■ **WHAT YOU WILL DO**:
At the line containing "In the photo above, where can the fireplace", start repeating the entries exactly, and continue through the last line.

■ **SUPPLIED ENTRIES**:

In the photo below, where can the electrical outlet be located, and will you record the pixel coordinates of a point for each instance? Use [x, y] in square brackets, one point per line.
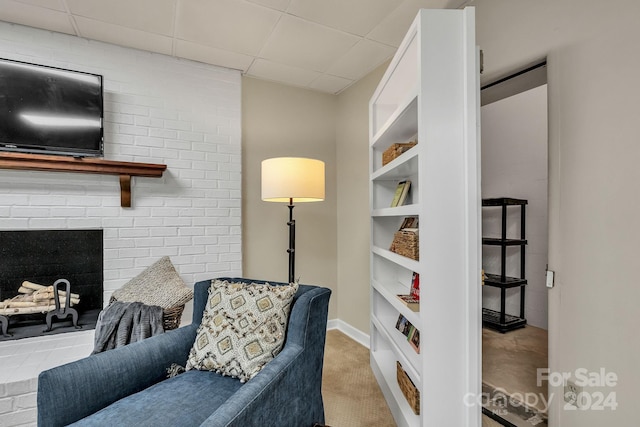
[571, 393]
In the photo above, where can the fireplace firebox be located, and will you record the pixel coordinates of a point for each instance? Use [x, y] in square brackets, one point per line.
[31, 261]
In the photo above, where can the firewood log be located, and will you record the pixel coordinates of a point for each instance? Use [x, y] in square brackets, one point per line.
[37, 287]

■ **RESULT OF THE TASK**:
In the photo above, where can the fireplace firebox be located, and will you record the pixel coordinates of a point for each instance? Use [x, y] in square brackets, one point per line.
[31, 261]
In the photo above, where can the firewood log be located, and will you record the pixel coordinates of a point for each instance? Use [x, y] in square brackets, one point per line.
[37, 287]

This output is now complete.